> **Documento**
★ ★ ★ ★ ★ ★ ★

Mariana Marin, la «poetessa in jeans». Traduzioni inedite

Mariana Marin nasce nel febbraio del 1956 a Bucarest, città in cui consumerà la sua intera esistenza, breve, travagliata e profondamente «poetica», conclusasi prematuramente nel marzo del 2003. Frequenta l’università di lettere ed entra in contatto con il «Cenacolo del lunedì» (attivo dal 1977 al 1983, quando fu sciolto dal partito comunista che lo riteneva sovversivo), organizzato da Nicolae Manolescu e frequentato da alcune delle personalità poetiche che più tardi si ricostituiranno nel gruppo dei cosiddetti Optzecişti: Mircea Nedelciu, Alexandru Muşina, Mircea Cărtărescu, Ion Bogdan Lefter, Traian T. Coşovei, Ioan Es. Pop, Nichita Danilov, Ion Mureşan, Gheorghe Crăciun, tra gli altri, insieme a Mariana Marin, saranno i protagonisti di un grande cambiamento, creatori di un nuovo modo di scrivere e vivere la poesia.

★ ★ ★ ★ ★ ★ ★

> **Compiti da svolgere**
**1)** Elenchi tutti gli anni citati nel testo su Mariana Marin.
**2)** Prosegua il testo su Mariana Marin a partire dall'ultima frase riportata.
I record costituiscono un materiale distinto dal testo su Mariana Marin.

★ ★ ★ ★ ★ ★ ★

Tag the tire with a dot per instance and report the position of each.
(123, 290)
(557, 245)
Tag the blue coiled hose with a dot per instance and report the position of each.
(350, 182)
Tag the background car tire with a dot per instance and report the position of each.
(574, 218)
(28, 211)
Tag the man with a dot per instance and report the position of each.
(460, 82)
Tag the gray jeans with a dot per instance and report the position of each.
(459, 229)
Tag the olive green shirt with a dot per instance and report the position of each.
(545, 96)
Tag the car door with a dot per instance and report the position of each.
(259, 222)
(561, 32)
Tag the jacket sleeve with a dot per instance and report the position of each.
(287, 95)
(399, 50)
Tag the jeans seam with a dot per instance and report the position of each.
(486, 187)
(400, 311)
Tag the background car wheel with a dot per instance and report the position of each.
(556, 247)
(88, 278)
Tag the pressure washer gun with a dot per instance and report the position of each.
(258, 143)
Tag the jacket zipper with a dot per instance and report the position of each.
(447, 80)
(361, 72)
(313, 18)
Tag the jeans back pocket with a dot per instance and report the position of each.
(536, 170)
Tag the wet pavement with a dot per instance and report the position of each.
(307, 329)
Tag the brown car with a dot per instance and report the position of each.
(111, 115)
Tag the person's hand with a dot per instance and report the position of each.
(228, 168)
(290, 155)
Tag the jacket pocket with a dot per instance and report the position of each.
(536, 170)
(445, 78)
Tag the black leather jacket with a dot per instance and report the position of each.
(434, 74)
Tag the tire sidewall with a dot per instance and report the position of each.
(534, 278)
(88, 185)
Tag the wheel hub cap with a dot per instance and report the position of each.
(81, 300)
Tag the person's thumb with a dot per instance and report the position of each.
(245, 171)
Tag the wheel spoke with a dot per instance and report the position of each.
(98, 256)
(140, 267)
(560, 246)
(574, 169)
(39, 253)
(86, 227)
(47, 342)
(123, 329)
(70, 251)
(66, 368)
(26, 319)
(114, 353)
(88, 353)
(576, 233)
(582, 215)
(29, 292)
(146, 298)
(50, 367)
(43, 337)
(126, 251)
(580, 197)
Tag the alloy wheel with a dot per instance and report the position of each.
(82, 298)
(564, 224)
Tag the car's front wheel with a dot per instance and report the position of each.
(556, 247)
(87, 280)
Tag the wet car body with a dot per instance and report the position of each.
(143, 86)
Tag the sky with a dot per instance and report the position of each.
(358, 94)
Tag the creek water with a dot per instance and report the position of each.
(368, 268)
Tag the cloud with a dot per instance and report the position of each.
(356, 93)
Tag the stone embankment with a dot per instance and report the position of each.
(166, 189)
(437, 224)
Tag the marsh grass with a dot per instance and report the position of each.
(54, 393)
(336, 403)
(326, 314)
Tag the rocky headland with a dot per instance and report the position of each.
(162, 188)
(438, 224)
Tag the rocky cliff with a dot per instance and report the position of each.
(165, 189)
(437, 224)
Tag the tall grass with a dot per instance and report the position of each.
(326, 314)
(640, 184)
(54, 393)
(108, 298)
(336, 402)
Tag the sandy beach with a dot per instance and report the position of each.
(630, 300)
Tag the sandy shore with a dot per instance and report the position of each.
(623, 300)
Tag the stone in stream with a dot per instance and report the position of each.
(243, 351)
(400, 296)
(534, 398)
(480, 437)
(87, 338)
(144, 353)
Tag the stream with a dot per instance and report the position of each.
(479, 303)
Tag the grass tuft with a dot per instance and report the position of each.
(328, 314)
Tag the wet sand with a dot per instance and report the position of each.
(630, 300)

★ ★ ★ ★ ★ ★ ★

> **Risposte per compito**
**1)** 1956, 2003, 1977, 1983

**2)**
La generazione degli anni ’80 infatti (nota anche come «generazione in jeans ») avrà il grande merito di ripensare il rapporto tra poesia e realtà, e proprio il «Cenacolo del lunedì» rappresenterà uno dei nuclei di propulsione del cambiamento. La Romania complessa e frammentaria dell’ultimo decennio di regime, la Romania stanca e soffocata nella cortina della dittatura è appunto la realtà in cui si muovono gli Optzecişti. Si tratta di un confronto che si sviluppa in modi diversi, nei vari modi in cui l’individuo entra, o cerca di entrare in contatto col contesto: analisi, decostruzione, rifiuto – onorico o alcolico –, distorsione, contaminazione. Soprattutto, si tratta di descrivere il reale, smontarlo, analizzarlo.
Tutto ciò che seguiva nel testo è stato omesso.